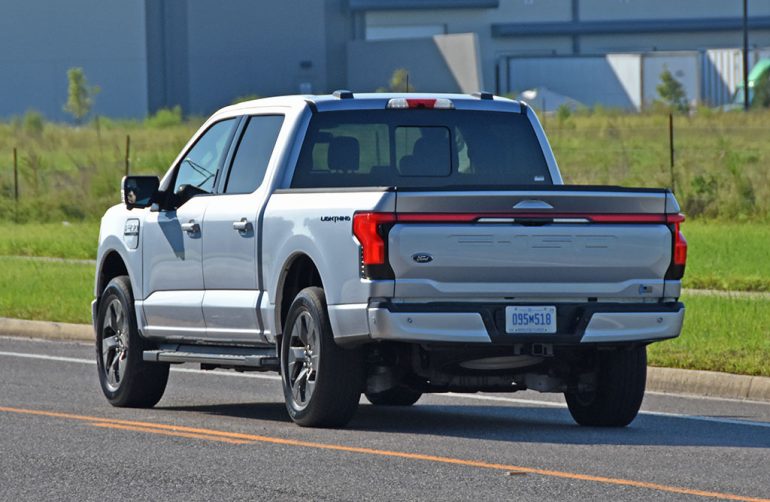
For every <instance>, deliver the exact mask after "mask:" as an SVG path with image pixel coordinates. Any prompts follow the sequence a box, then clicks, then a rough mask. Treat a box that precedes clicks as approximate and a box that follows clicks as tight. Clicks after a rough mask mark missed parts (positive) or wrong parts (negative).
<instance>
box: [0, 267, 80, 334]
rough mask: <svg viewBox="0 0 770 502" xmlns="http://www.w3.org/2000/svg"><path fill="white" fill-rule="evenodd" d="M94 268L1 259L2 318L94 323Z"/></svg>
mask: <svg viewBox="0 0 770 502" xmlns="http://www.w3.org/2000/svg"><path fill="white" fill-rule="evenodd" d="M93 281H94V266H93V265H86V264H79V263H62V262H50V261H48V262H46V261H37V260H29V259H24V258H9V257H0V317H14V318H18V319H35V320H48V321H60V322H73V323H86V324H87V323H90V322H91V311H90V308H91V307H90V305H91V300H93Z"/></svg>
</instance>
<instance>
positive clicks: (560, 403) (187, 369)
mask: <svg viewBox="0 0 770 502" xmlns="http://www.w3.org/2000/svg"><path fill="white" fill-rule="evenodd" d="M0 356H6V357H19V358H25V359H41V360H44V361H59V362H66V363H77V364H96V361H94V360H92V359H80V358H75V357H62V356H49V355H46V354H29V353H24V352H5V351H0ZM171 371H173V372H176V373H195V374H201V375H215V376H223V377H235V378H256V379H260V380H274V381H275V380H279V381H280V380H281V377H280V376H277V375H262V374H255V373H237V372H231V371H227V372H226V371H216V370H215V371H203V370H194V369H191V368H171ZM435 396H436V397H441V396H445V397H446V396H449V397H453V398H459V399H470V400H478V401H496V402H504V403H512V404H526V405H534V406H546V407H548V406H550V407H554V408H562V409H566V408H567V405H566V404H565V403H556V402H553V401H538V400H536V399H519V398H515V397H501V396H487V395H483V394H481V395H479V394H456V393H454V392H447V393H446V394H435ZM695 399H697V398H695ZM761 404H766V403H761ZM639 414H640V415H647V416H653V417H662V418H679V419H685V420H695V421H698V422H709V423H715V424H723V425H742V426H751V427H763V428H767V429H770V422H754V421H748V420H734V419H730V418H714V417H704V416H700V415H686V414H684V413H667V412H664V411H641V412H640V413H639Z"/></svg>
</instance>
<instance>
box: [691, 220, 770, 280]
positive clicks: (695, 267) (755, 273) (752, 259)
mask: <svg viewBox="0 0 770 502" xmlns="http://www.w3.org/2000/svg"><path fill="white" fill-rule="evenodd" d="M683 232H684V234H685V237H686V238H687V243H688V255H689V256H688V258H687V270H686V272H685V277H684V285H685V287H688V288H694V289H722V290H736V291H738V290H739V291H770V249H768V244H770V224H762V223H744V224H740V223H718V222H702V221H696V222H690V221H686V222H685V223H684V226H683Z"/></svg>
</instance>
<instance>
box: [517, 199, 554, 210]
mask: <svg viewBox="0 0 770 502" xmlns="http://www.w3.org/2000/svg"><path fill="white" fill-rule="evenodd" d="M513 208H514V209H553V206H552V205H550V204H549V203H547V202H544V201H542V200H532V199H528V200H523V201H521V202H519V203H517V204H516V205H515V206H513Z"/></svg>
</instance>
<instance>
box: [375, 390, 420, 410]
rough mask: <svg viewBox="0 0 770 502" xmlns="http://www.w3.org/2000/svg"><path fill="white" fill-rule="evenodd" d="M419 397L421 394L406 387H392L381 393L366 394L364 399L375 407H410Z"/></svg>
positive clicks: (419, 398) (419, 397)
mask: <svg viewBox="0 0 770 502" xmlns="http://www.w3.org/2000/svg"><path fill="white" fill-rule="evenodd" d="M420 397H422V392H417V391H416V390H412V389H409V388H406V387H393V388H392V389H388V390H386V391H383V392H367V393H366V399H368V400H369V402H370V403H372V404H373V405H375V406H411V405H413V404H414V403H416V402H417V401H418V400H419V399H420Z"/></svg>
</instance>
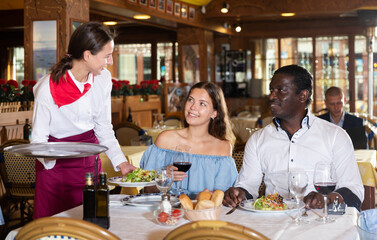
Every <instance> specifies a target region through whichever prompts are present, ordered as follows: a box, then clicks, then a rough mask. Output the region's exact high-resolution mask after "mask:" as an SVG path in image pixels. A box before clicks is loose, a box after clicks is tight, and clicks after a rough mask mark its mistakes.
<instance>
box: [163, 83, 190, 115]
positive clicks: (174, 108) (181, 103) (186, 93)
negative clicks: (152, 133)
mask: <svg viewBox="0 0 377 240" xmlns="http://www.w3.org/2000/svg"><path fill="white" fill-rule="evenodd" d="M189 90H190V86H189V85H188V84H186V83H167V84H166V86H165V98H166V99H165V112H166V114H167V115H169V114H172V113H174V114H181V113H182V111H183V107H184V102H183V101H184V100H185V99H186V97H187V94H188V92H189Z"/></svg>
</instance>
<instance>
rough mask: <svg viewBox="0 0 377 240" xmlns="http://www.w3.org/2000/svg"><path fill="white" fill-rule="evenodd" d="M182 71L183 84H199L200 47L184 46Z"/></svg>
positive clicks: (198, 45) (195, 44)
mask: <svg viewBox="0 0 377 240" xmlns="http://www.w3.org/2000/svg"><path fill="white" fill-rule="evenodd" d="M182 70H183V82H185V83H196V82H199V75H200V72H199V45H198V44H192V45H183V46H182Z"/></svg>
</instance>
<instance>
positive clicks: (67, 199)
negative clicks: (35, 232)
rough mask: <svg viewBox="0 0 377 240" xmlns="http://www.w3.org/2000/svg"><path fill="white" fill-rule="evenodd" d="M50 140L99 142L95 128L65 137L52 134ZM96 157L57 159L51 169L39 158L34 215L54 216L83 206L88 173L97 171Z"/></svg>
mask: <svg viewBox="0 0 377 240" xmlns="http://www.w3.org/2000/svg"><path fill="white" fill-rule="evenodd" d="M48 141H49V142H85V143H98V140H97V138H96V136H95V135H94V131H93V130H90V131H88V132H84V133H82V134H79V135H76V136H71V137H66V138H61V139H57V138H54V137H52V136H50V137H49V140H48ZM96 156H98V155H96ZM96 156H90V157H82V158H69V159H57V160H56V164H55V166H54V167H53V168H52V169H49V170H46V169H45V168H44V167H43V164H42V163H40V162H39V161H38V160H36V163H35V170H36V180H35V200H34V216H33V218H34V219H37V218H41V217H47V216H52V215H54V214H57V213H60V212H63V211H66V210H68V209H71V208H74V207H76V206H79V205H81V204H82V190H83V189H84V186H85V173H86V172H94V161H95V157H96ZM101 171H102V164H101V160H100V159H99V160H98V172H101Z"/></svg>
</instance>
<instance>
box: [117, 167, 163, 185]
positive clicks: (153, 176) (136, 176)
mask: <svg viewBox="0 0 377 240" xmlns="http://www.w3.org/2000/svg"><path fill="white" fill-rule="evenodd" d="M155 175H156V171H154V170H143V169H141V168H137V169H135V170H134V171H133V172H132V173H129V174H127V175H126V176H124V177H123V178H122V182H151V181H154V178H155Z"/></svg>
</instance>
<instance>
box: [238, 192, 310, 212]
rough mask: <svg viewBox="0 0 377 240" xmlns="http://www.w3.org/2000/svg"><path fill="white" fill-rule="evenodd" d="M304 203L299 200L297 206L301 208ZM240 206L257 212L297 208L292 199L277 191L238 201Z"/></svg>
mask: <svg viewBox="0 0 377 240" xmlns="http://www.w3.org/2000/svg"><path fill="white" fill-rule="evenodd" d="M304 206H305V204H304V203H303V202H301V203H300V204H299V208H303V207H304ZM240 208H242V209H244V210H247V211H252V212H259V213H285V212H289V211H292V210H297V204H296V201H295V200H294V199H283V197H282V196H280V195H279V194H277V193H274V194H268V195H267V196H262V197H260V198H258V199H257V200H254V199H249V200H244V201H242V202H241V203H240Z"/></svg>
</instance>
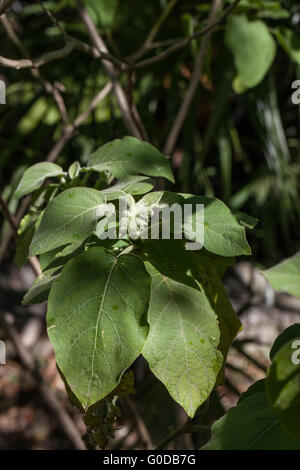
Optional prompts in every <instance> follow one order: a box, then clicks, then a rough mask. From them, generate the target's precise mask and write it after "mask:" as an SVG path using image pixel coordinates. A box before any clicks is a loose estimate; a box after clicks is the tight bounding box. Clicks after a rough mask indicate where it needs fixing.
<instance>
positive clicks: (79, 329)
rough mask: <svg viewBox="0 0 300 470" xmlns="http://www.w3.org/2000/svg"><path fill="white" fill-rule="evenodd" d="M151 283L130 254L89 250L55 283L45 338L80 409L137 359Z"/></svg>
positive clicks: (139, 262)
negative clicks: (81, 406) (54, 353)
mask: <svg viewBox="0 0 300 470" xmlns="http://www.w3.org/2000/svg"><path fill="white" fill-rule="evenodd" d="M150 283H151V278H150V276H149V274H148V273H147V272H146V269H145V267H144V264H143V262H142V261H141V260H140V259H139V258H138V257H136V256H134V255H123V256H120V257H118V258H116V257H114V256H113V255H112V254H109V253H107V252H106V251H105V250H104V249H103V248H100V247H96V248H91V249H90V250H89V251H87V252H86V253H84V254H82V255H79V256H77V257H76V258H73V259H72V260H71V261H70V262H69V263H67V265H66V266H65V268H64V269H63V272H62V274H61V275H60V277H59V278H58V280H57V281H56V282H55V283H54V285H53V287H52V289H51V292H50V296H49V302H48V313H47V323H48V333H49V337H50V341H51V343H52V345H53V347H54V350H55V354H56V361H57V364H58V366H59V368H60V370H61V372H62V374H63V375H64V377H65V379H66V381H67V383H68V385H69V387H70V388H71V390H72V392H73V393H74V394H75V396H76V397H77V398H78V399H79V400H80V402H81V403H82V405H83V407H84V408H87V407H89V406H90V405H92V404H93V403H95V402H97V401H99V400H101V399H102V398H104V397H105V396H106V395H107V394H108V393H110V392H111V391H112V390H113V389H114V388H115V387H116V386H117V385H118V383H119V381H120V379H121V377H122V374H123V372H124V371H125V370H126V369H127V368H128V367H129V366H130V365H131V364H132V362H133V361H134V360H135V359H136V358H137V356H138V355H139V354H140V352H141V350H142V347H143V345H144V342H145V339H146V336H147V333H148V325H147V319H146V314H147V310H148V302H149V296H150Z"/></svg>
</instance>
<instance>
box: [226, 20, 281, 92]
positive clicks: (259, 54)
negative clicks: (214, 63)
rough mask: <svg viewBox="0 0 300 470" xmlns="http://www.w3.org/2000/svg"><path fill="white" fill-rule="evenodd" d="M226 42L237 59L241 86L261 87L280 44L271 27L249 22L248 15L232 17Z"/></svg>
mask: <svg viewBox="0 0 300 470" xmlns="http://www.w3.org/2000/svg"><path fill="white" fill-rule="evenodd" d="M225 42H226V44H227V46H228V47H229V49H230V50H231V52H232V54H233V56H234V62H235V65H236V68H237V70H238V73H239V75H240V80H241V82H242V83H243V84H244V85H245V86H246V87H248V88H252V87H254V86H256V85H258V84H259V83H260V82H261V81H262V79H263V78H264V76H265V75H266V73H267V72H268V70H269V68H270V66H271V65H272V62H273V60H274V58H275V54H276V43H275V41H274V39H273V38H272V35H271V34H270V33H269V30H268V27H267V25H266V24H265V23H264V22H263V21H260V20H255V21H249V20H248V18H247V17H246V16H245V15H230V16H229V18H228V20H227V24H226V34H225Z"/></svg>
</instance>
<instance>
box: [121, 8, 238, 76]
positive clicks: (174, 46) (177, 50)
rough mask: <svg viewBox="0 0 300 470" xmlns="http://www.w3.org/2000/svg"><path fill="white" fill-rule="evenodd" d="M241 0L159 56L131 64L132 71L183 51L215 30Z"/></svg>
mask: <svg viewBox="0 0 300 470" xmlns="http://www.w3.org/2000/svg"><path fill="white" fill-rule="evenodd" d="M240 1H241V0H235V2H233V3H232V4H231V5H230V6H229V7H228V8H226V10H225V11H224V13H223V14H222V15H221V16H220V18H219V19H218V20H217V21H216V22H214V23H211V24H209V25H208V26H206V27H205V28H203V29H201V30H200V31H197V32H196V33H194V34H192V35H191V36H189V37H188V38H186V39H182V40H181V41H179V42H177V43H175V44H174V45H173V46H170V47H169V48H168V49H166V50H165V51H163V52H161V53H160V54H158V55H156V56H154V57H150V58H149V59H145V60H142V61H140V62H137V63H134V64H131V65H130V66H131V67H132V68H134V69H141V68H144V67H148V66H149V65H153V64H157V63H158V62H161V61H162V60H164V59H166V58H167V57H168V56H169V55H171V54H174V52H177V51H180V50H181V49H184V48H185V47H186V46H188V45H189V44H190V42H192V41H193V40H194V39H197V38H199V37H200V36H204V35H206V34H207V33H209V32H210V31H211V30H212V29H214V28H216V27H217V26H219V25H220V24H221V23H222V22H223V21H224V19H225V18H226V17H227V16H228V15H229V13H231V11H232V10H233V9H234V8H235V7H236V5H237V4H238V3H239V2H240Z"/></svg>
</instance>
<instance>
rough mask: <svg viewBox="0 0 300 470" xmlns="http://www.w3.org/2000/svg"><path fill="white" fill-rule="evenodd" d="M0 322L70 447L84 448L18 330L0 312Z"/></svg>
mask: <svg viewBox="0 0 300 470" xmlns="http://www.w3.org/2000/svg"><path fill="white" fill-rule="evenodd" d="M0 324H1V325H2V327H3V328H4V329H5V331H6V332H7V335H8V337H9V338H10V340H11V342H12V343H13V345H14V348H15V350H16V352H17V354H18V356H19V359H20V361H21V363H22V365H23V367H24V368H25V369H27V370H28V371H29V372H30V373H31V375H32V377H33V379H34V380H35V382H36V386H37V389H38V391H39V393H40V395H41V397H42V399H43V401H44V403H45V405H46V406H47V408H48V410H49V411H50V412H51V415H52V416H54V418H55V419H56V421H57V423H58V424H59V426H60V428H61V430H62V431H63V433H64V434H65V436H66V437H67V438H68V440H69V441H70V442H71V444H72V447H73V448H74V449H77V450H85V445H84V443H83V441H82V439H81V436H80V434H79V432H78V430H77V428H76V426H75V424H74V423H73V421H72V419H71V418H70V416H69V415H68V413H67V412H66V411H65V409H64V407H63V406H62V405H61V403H60V402H59V401H58V399H57V397H56V395H55V393H54V391H53V390H52V388H51V387H50V385H49V384H47V383H45V382H44V381H43V378H42V376H41V374H40V373H39V371H38V369H37V367H36V361H35V358H34V356H33V355H32V354H31V352H30V351H29V350H28V349H27V348H26V347H25V346H24V344H23V342H22V339H21V337H20V335H19V333H18V331H17V330H16V328H15V326H14V325H13V324H11V322H10V320H9V317H8V315H7V314H4V313H2V312H0Z"/></svg>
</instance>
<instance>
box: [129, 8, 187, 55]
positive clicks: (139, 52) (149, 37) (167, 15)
mask: <svg viewBox="0 0 300 470" xmlns="http://www.w3.org/2000/svg"><path fill="white" fill-rule="evenodd" d="M177 2H178V0H170V1H169V3H168V4H167V6H166V7H165V9H164V10H163V12H162V14H161V15H160V16H159V18H158V20H157V21H156V22H155V24H154V25H153V27H152V28H151V30H150V32H149V34H148V36H147V38H146V40H145V42H144V44H143V45H142V46H141V47H140V48H139V49H138V51H137V52H135V53H134V54H132V56H130V61H131V62H134V61H136V60H138V59H140V58H141V57H142V56H143V55H144V54H145V53H146V52H147V51H148V50H149V49H150V48H151V45H152V43H153V40H154V38H155V37H156V35H157V33H158V32H159V30H160V28H161V26H162V25H163V23H164V22H165V21H166V19H167V18H168V16H169V14H170V13H171V11H172V9H173V8H174V6H175V5H176V3H177Z"/></svg>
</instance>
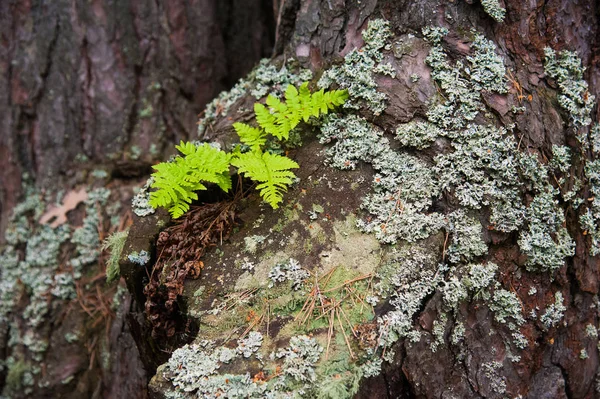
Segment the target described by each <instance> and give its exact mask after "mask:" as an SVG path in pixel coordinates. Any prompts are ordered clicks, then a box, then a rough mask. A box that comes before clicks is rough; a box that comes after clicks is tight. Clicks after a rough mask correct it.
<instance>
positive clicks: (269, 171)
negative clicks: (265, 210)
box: [231, 82, 348, 209]
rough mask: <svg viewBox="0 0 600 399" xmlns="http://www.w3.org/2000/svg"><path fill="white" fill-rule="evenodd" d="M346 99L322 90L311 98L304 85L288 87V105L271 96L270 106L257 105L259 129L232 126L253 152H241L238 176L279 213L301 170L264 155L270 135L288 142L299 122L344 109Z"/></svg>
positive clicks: (342, 91)
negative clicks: (277, 209)
mask: <svg viewBox="0 0 600 399" xmlns="http://www.w3.org/2000/svg"><path fill="white" fill-rule="evenodd" d="M347 98H348V93H347V92H346V91H345V90H333V91H328V92H325V91H324V90H320V91H318V92H316V93H312V94H311V92H310V90H309V89H308V82H305V83H303V84H302V85H301V86H300V88H299V89H296V88H295V87H294V86H292V85H289V86H288V87H287V89H286V90H285V102H283V101H281V100H279V99H278V98H277V97H275V96H273V95H269V96H268V97H267V101H266V103H267V106H264V105H263V104H260V103H256V104H254V113H255V114H256V122H258V125H259V127H252V126H250V125H247V124H245V123H240V122H237V123H234V124H233V128H234V129H235V131H236V132H237V134H238V136H239V137H240V141H241V142H242V143H243V144H246V145H247V146H248V147H250V151H249V152H245V153H239V152H238V153H237V154H236V155H235V156H234V157H233V159H232V161H231V164H232V165H233V166H235V167H237V168H238V171H239V173H242V174H243V175H244V176H246V177H249V178H250V179H252V180H254V181H257V182H259V183H260V184H258V185H257V186H256V189H257V190H259V192H260V195H261V197H262V198H263V199H264V200H265V201H266V202H267V203H269V205H271V206H272V207H273V209H277V208H278V207H279V203H280V202H281V201H282V200H283V193H284V192H285V191H287V188H288V187H289V186H290V185H291V184H292V183H293V181H294V179H295V178H296V175H294V173H293V172H291V169H296V168H298V167H299V166H298V164H297V163H296V162H294V161H293V160H291V159H290V158H288V157H286V156H283V155H277V154H271V153H269V152H264V147H265V144H266V142H267V139H268V135H272V136H274V137H276V138H277V139H279V140H284V141H285V140H287V139H288V138H289V134H290V131H291V130H292V129H294V128H295V127H296V126H297V125H298V124H299V123H300V121H302V120H303V121H304V122H308V120H309V119H310V117H316V118H318V117H319V116H320V115H322V114H326V113H328V112H329V110H331V109H333V108H335V107H336V106H338V105H342V104H343V103H344V101H346V99H347Z"/></svg>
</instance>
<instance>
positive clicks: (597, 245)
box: [579, 160, 600, 256]
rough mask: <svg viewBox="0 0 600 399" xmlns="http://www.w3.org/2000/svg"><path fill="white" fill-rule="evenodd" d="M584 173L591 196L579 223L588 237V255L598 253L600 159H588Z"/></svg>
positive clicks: (581, 227) (598, 235)
mask: <svg viewBox="0 0 600 399" xmlns="http://www.w3.org/2000/svg"><path fill="white" fill-rule="evenodd" d="M585 175H586V177H587V179H588V181H589V184H590V192H591V193H592V195H593V196H592V197H591V203H590V204H588V207H587V209H585V211H583V212H582V213H581V216H580V217H579V224H580V226H581V229H582V230H583V231H584V234H585V235H586V237H589V240H590V255H592V256H596V255H598V254H600V160H595V161H588V162H587V163H586V165H585Z"/></svg>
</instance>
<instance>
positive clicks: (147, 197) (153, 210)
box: [131, 177, 156, 217]
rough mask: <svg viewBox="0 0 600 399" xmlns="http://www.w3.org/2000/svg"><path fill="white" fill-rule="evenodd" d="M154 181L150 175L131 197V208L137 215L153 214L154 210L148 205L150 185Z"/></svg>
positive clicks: (152, 208) (150, 206) (148, 202)
mask: <svg viewBox="0 0 600 399" xmlns="http://www.w3.org/2000/svg"><path fill="white" fill-rule="evenodd" d="M153 183H154V178H152V177H150V178H149V179H148V180H147V181H146V184H144V186H143V187H142V188H141V189H140V190H139V191H138V192H137V194H136V195H134V196H133V198H132V199H131V208H132V209H133V213H135V214H136V215H137V216H139V217H144V216H148V215H151V214H153V213H154V212H155V211H156V210H155V209H154V208H153V207H152V206H151V205H150V186H152V184H153Z"/></svg>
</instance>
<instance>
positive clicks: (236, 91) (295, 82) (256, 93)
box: [198, 59, 312, 137]
mask: <svg viewBox="0 0 600 399" xmlns="http://www.w3.org/2000/svg"><path fill="white" fill-rule="evenodd" d="M294 70H297V72H294ZM311 78H312V72H311V71H310V70H308V69H303V68H297V67H296V66H295V61H294V60H293V59H288V60H287V61H286V62H284V63H283V64H282V65H281V67H280V68H278V67H276V66H275V65H273V64H272V63H271V60H269V59H263V60H261V61H260V63H259V65H258V66H257V67H256V68H255V69H254V70H253V71H252V72H250V74H249V75H248V76H246V77H245V78H243V79H240V80H239V81H238V82H237V83H236V84H235V85H234V86H233V88H231V90H229V91H224V92H221V93H220V94H219V95H218V96H217V98H215V99H214V100H213V101H211V102H210V103H208V105H207V106H206V109H205V110H204V113H203V116H202V118H201V119H200V121H199V122H198V137H201V136H202V134H203V133H204V131H205V129H206V128H207V126H210V125H211V124H212V123H213V122H214V121H215V120H216V118H218V117H219V116H222V115H226V114H227V113H228V112H229V111H230V109H231V106H232V105H234V104H235V103H236V102H238V101H239V100H240V99H242V98H243V97H244V96H246V95H248V94H251V95H252V96H254V97H255V98H256V99H259V98H261V97H264V96H265V95H267V94H273V95H276V96H278V95H281V94H282V93H283V92H284V91H285V89H286V88H287V86H288V85H289V84H292V85H294V86H299V85H300V83H302V82H306V81H308V80H310V79H311ZM238 111H239V110H238Z"/></svg>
****
Look through the entries above. Copy each line in which the string "follows" occurs.

For every <instance>, deliver the exact mask after "mask:" as an SVG path with image pixel coordinates. Any prompts follow the sequence a box, then clicks, then a rough mask. Treat a box that precedes clicks as approximate and a box that follows clicks as tight. Clicks after a rough mask mark missed parts (positive) or wrong parts (negative).
Every <instance> specifies a target region through whichever prompts are present, ordered as follows: a box, then clicks, then a rough mask. Output the region's exact high-resolution mask after "mask:" as an SVG path in image pixels. A box before clicks is loose, a box after clicks is tight, and clicks after a rough mask mark its mistakes.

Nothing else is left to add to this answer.